Rows from a box labeling dataset »
▬▬▬▬▬▬

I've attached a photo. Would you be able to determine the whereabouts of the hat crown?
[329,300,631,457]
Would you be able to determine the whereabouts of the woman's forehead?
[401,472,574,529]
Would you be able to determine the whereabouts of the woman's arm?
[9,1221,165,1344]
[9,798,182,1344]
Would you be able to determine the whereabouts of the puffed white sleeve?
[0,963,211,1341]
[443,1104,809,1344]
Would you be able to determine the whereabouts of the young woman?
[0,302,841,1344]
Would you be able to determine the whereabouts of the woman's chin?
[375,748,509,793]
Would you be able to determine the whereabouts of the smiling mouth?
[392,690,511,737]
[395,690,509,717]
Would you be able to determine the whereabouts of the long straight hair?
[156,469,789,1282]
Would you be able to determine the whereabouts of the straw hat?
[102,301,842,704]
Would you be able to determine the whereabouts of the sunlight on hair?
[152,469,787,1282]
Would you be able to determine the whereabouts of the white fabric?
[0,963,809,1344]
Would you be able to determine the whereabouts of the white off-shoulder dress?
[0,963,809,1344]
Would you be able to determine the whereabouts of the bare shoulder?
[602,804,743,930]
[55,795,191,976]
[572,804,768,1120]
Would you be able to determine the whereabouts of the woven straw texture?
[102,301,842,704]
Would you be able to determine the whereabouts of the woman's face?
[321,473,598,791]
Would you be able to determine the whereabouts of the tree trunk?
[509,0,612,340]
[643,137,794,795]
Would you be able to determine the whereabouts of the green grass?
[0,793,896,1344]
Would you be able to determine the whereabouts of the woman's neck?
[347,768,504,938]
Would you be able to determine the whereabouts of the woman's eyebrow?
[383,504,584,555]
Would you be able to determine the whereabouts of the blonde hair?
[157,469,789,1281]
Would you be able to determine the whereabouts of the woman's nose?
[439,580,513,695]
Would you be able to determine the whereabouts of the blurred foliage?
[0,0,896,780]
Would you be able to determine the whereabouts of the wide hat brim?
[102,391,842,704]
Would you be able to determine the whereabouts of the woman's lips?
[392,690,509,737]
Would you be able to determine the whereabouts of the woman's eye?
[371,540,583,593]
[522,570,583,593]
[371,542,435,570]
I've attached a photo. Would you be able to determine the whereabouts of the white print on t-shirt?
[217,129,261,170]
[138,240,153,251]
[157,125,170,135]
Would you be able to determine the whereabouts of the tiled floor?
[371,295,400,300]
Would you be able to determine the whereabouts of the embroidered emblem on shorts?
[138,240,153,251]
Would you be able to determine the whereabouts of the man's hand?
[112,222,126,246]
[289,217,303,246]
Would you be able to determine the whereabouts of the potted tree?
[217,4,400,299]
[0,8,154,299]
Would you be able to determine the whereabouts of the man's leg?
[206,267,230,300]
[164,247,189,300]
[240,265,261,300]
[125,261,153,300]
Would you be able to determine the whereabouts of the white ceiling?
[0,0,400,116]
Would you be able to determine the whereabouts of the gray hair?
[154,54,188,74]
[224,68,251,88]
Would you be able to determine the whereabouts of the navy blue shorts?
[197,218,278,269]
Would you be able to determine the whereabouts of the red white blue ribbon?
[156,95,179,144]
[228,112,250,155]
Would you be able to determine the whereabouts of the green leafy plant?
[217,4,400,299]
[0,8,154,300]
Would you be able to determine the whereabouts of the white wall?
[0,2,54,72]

▬▬▬▬▬▬

TASK STATEMENT » Switch every "woman's" to "girl's" in the rows that open with the line containing "Would you be able to determine the whereabouts of the woven" and close with the line containing "[371,542,435,570]". Write out only those lines, with nothing else changed.

RESPONSE TO THIS EXERCISE »
Would you be able to determine the whereabouts of the woven straw texture?
[102,301,842,704]
Would you be able to determine the whereabouts of the girl's face?
[321,473,598,791]
Would you be able to determine the whereabouts of the tree trunk?
[509,0,612,340]
[643,137,794,795]
Would you be able to determine the whereabouts of the green grass?
[0,793,896,1344]
Would you be able to determine the whereabouts of the girl's neck?
[347,768,504,938]
Would you be able to determine the whereabouts of the girl's eyebrow?
[383,504,584,555]
Would you be able to determine the whereabouts of the blonde hair?
[157,469,789,1281]
Would you be able to determine the whereabouts of the girl's nose?
[439,580,513,695]
Would you be able to determine the whereabouts of the blurred foliage?
[0,0,896,780]
Would you be able to determine the whereabouts of the wide hat brim?
[102,391,842,704]
Would you be able to determine the whereabouts of the girl's lips?
[392,690,509,737]
Would you be able to determine the whereabouts of the girl's eye?
[371,540,583,593]
[522,570,583,593]
[371,542,435,570]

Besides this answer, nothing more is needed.